### Consigne A
D'après l'extrait, combien de magistrats le ministre de la Justice Noureddine Bhiri a-t-il limogés ?
### Consigne B
Selon l'extrait, pourquoi les magistrats tunisiens jugent-ils que le gouvernement n'avait pas le droit d'intervenir dans leurs affaires internes ? Répondez en une à trois phrases.
### Consigne C
Reproduisez à l'identique le passage de l'extrait qui commence par « Dépenses de princes » et se poursuit jusqu'à « pourquoi pas Liverpool? ».

### Extrait du texte
Ennahda chasse les juges
Le mouvement islamiste tunisien Ennahda, dirigé par l’ultraconservateur Rached Ghannouchi, mène une bataille contre la justice tunisienne. En effet, le ministre de la Justice, Noureddine Bhiri, vient de limoger 82 magistrats, les accusant d’être impliqués dans des affaires de pot-de-vin. Ancien prisonnier politique sous le régime de Zine el-Abidine Ben Ali, le ministre est considéré comme un des compagnons de première heure de Ghannouchi, qui aurait lui-même ordonné ce remue-ménage. Face à cette procédure punitive, le corps judiciaire a annoncé qu’il ne se laisserait pas faire, et les juges devraient observer une grève dès le 1er août contre les politiques suivies par le parti au pouvoir. Les magistrats pointent du doigt le fait que la Constitution sépare clairement les pouvoirs et que, par conséquent, le gouvernement n’avait pas le droit de se mêler de leurs affaires internes.  

 

 

 

Don Quichotte Abdel Jalil
Le dernier ministre de la Justice de Mouammar Kadhafi et actuel chef du Conseil national transitoire libyen, Moustapha Abdel Jalil, semble passer son temps à pourchasser les fils Kadhafi à travers le continent africain. Alors que le pays de Omar al-Mokhtar est confronté à des défis économiques et sécuritaires majeurs, Abdel Jalil adresse des menaces aux voisins algériens, mauritaniens et nigérians de la Libye. Dans sa ligne de mire, Aïcha, Hannibal et al-Saedi Kadhafi, mais aussi Abdallah es-Sennoussi. Pas sûr cependant que ces menaces réussissent à débloquer la situation actuelle vu que l’armée algérienne n’a rien à craindre de son homologue libyenne, sous-entraînée, sous-équipée, mais surtout indisciplinée. Les autorités libyennes feraient mieux de s’engager dans un dialogue diplomatique afin de résoudre tous les malentendus, si elles veulent vraiment entretenir des relations normales avec leurs voisins. Encore faut-il qu'ils s'entendent entre eux.     

 

 

Dépenses de princes
Cheikh Hamad Ben Khalifa Al Thani, au pouvoir depuis le 27 juin 1995, semble avoir un appétit insatiable pour les biens immobiliers. Ainsi, il vient d’agrandir un des ses appartements à Londres, estimé à 316 millions de dollars. Situé dans le quartier ultra-chic de Park Lane, l’immeuble du XIXe siècle est en pleine rénovation pour satisfaire les goûts très particuliers de l’émir. Mais même avec 17 pavillons et 14 immenses salons, il n’est pas sûr que cheikh Hamad passe une seule nuit dans un si «modeste» hôtel particulier. L’important c’est de dépenser, ce qui est d’ailleurs la devise des Qataris qui sont en train de s'offrir tout ce qui leur tombe sous la main. Alors, après le Paris Saint-Germain, pourquoi pas Liverpool?

### Entrées extraites
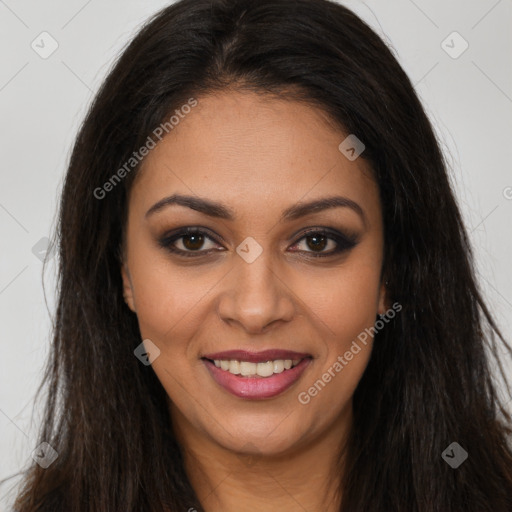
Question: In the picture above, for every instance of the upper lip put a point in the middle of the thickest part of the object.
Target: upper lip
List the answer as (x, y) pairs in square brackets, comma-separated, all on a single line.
[(256, 357)]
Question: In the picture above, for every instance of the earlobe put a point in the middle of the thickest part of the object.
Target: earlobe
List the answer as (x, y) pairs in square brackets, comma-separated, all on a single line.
[(127, 288)]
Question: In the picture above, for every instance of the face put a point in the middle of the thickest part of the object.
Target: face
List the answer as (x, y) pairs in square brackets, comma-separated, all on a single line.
[(255, 271)]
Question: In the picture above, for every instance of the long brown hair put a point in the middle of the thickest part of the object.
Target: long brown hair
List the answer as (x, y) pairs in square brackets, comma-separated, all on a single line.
[(429, 381)]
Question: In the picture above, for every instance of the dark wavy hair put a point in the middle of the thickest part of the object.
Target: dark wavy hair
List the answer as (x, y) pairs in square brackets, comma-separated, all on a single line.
[(429, 381)]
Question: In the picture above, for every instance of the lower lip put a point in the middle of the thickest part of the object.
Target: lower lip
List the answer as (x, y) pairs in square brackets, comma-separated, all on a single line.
[(256, 387)]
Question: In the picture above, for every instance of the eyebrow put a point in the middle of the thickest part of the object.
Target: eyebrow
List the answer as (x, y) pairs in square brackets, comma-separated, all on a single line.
[(218, 210)]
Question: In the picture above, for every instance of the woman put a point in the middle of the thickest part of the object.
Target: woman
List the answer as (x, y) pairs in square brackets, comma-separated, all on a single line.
[(267, 297)]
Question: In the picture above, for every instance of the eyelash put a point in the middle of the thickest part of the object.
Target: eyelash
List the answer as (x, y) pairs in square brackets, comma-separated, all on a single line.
[(344, 242)]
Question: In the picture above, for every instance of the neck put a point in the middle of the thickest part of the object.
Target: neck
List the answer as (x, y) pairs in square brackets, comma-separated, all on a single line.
[(305, 477)]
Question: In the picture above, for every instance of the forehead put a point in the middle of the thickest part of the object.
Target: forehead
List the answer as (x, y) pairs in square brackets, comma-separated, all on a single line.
[(257, 153)]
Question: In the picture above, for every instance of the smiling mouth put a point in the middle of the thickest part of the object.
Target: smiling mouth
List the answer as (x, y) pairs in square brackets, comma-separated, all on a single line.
[(263, 369)]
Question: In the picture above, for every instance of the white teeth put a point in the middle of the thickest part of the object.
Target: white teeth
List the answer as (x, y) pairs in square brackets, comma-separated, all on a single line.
[(264, 369), (247, 368)]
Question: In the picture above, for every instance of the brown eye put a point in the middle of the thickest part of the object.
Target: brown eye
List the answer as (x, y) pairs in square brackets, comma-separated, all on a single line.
[(189, 242), (317, 241)]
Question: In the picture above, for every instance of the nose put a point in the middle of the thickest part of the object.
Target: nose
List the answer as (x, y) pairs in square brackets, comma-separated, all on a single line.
[(255, 296)]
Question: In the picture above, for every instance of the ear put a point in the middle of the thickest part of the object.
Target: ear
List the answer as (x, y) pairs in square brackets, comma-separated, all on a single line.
[(127, 287), (383, 299)]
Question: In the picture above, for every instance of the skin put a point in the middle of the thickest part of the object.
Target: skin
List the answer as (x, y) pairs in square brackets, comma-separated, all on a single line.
[(257, 155)]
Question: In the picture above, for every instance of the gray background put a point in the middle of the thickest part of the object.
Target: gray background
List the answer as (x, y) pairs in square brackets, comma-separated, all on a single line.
[(42, 101)]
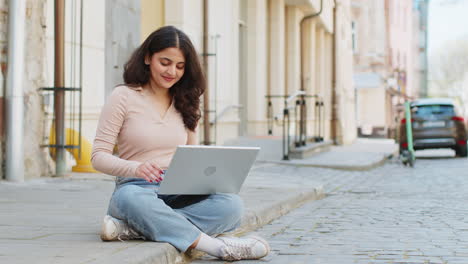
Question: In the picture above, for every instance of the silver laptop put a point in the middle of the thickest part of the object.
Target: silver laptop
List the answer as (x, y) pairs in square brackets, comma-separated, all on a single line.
[(208, 169)]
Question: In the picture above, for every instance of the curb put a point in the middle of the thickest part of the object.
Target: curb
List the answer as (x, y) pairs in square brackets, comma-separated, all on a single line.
[(366, 167), (142, 252)]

### Corrigé détaillé A
82 magistrats.

### Corrigé détaillé B
Les magistrats soulignent que la Constitution sépare clairement les pouvoirs. Par conséquent, le gouvernement n'avait pas le droit de se mêler de leurs affaires internes.

### Corrigé détaillé C
Dépenses de princes
Cheikh Hamad Ben Khalifa Al Thani, au pouvoir depuis le 27 juin 1995, semble avoir un appétit insatiable pour les biens immobiliers. Ainsi, il vient d’agrandir un des ses appartements à Londres, estimé à 316 millions de dollars. Situé dans le quartier ultra-chic de Park Lane, l’immeuble du XIXe siècle est en pleine rénovation pour satisfaire les goûts très particuliers de l’émir. Mais même avec 17 pavillons et 14 immenses salons, il n’est pas sûr que cheikh Hamad passe une seule nuit dans un si «modeste» hôtel particulier. L’important c’est de dépenser, ce qui est d’ailleurs la devise des Qataris qui sont en train de s'offrir tout ce qui leur tombe sous la main. Alors, après le Paris Saint-Germain, pourquoi pas Liverpool?